▸ Text segment
============
In his comments, Dogara, who was represented by Samuel Ekon of the House of Representatives, underscored the importance of the parliamentary association, especially in the area of capacity for lawmakers.

He expressed dismay over the continuous domination of the legislature by the executive, but commended Governor Dickson for the cordial relationship between him and the executive, especially for always engaging the lawmakers.
Dogara insisted that the Lawmakers’ appropriation and oversight functions must be strengthened and government held accountable, so that the electorate can have value for their votes.

Earlier on Saturday, all the guests had attended the inauguration of the interns and house officers’ quarters at the Federal Medical Centre (FMC) in Yenagoa, built by the Dickson administration.

At the event, Ekweremadu who said he was delighted to be given the honour to unveil the project stated that every investment in the health sector is not a waste as it borders on the wellbeing of the people.

The senate number two man asked visitors to the state, especially those who are attending the 74th CPA (Africa Region) Executive Committee meeting to take the message to the world that democracy is indeed working in Bayelsa State.

“Let me say here that I am happy to be associated with Governor Dickson because he represents the hope for a new Nigeria. When I listened to the governor earlier and the health commissioner as well as the CMD I was close to shedding tears of joy.
============
▸ Check your understanding
[a] Answer these questions about the Bayelsa news report:
(i) Who represented Dogara?
(ii) Where were the interns and house officers' quarters inaugurated?
(iii) Which meeting were visitors to the state attending?
[b] Can you continue the Bayelsa news report from its last sentence?

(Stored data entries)
============
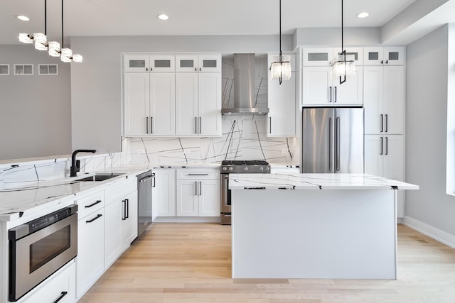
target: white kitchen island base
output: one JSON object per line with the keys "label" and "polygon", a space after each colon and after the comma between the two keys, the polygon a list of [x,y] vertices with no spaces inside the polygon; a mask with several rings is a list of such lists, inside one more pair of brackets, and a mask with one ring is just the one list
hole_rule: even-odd
{"label": "white kitchen island base", "polygon": [[232,190],[232,277],[396,279],[397,191],[321,189]]}

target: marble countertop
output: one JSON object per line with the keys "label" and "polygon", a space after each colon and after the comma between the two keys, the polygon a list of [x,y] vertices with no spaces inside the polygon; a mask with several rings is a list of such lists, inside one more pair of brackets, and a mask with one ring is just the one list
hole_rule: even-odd
{"label": "marble countertop", "polygon": [[230,174],[230,189],[418,189],[365,174]]}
============
▸ Answers provided
[a]
(i) Samuel Ekon of the House of Representatives.
(ii) At the Federal Medical Centre (FMC) in Yenagoa.
(iii) The 74th CPA (Africa Region) Executive Committee meeting.

[b]
“Investments like this will reduce cases of infant and maternal mortality. God has raised Governor Dickson at this time to serve his people which he is doing and I congratulate you for this. You are changing the narrative of this state.

“No matter how disadvantaged Bayelsa is, geographical wise, you are not relenting to put it on the global map. Some of us are convinced that when we come here for any purpose and have any health challenge, we will be properly attended to”, he said.

In his comments, Dickson stated that he saw the need to build the quarters despite its location in a federal establishment as it will on the long run serve the generality of Bayelsa people, which according to him is paramount.

He restated the commitment of his government to offer quality service to the people and stressed that the investment in the health sector has made the state a prime destination for medical tourism.

In their separate remarks, the State Commissioner for Health, Prof. Ebitimitula Etebu and the Chief Medical Director of the FMC, Dr. Dennis Alagoa described the building of the quarters as a dream come true and expressed appreciation to the governor.

Chairperson of the Executive Committee of the CPA, Maseko had during a visit to the governor at the Government House, Yenagoa, commended the governor for his strides in the education sector.

“We are all proud to be here and I can say we are all Bayelsans. We are also excited seeing the good work you are doing, which even the blind can see. The free school initiative, free uniforms, books, they are all wonderful.

“saturday, we were at St. Jude’s Girls Secondary School and we are proud of what we saw there”, she said.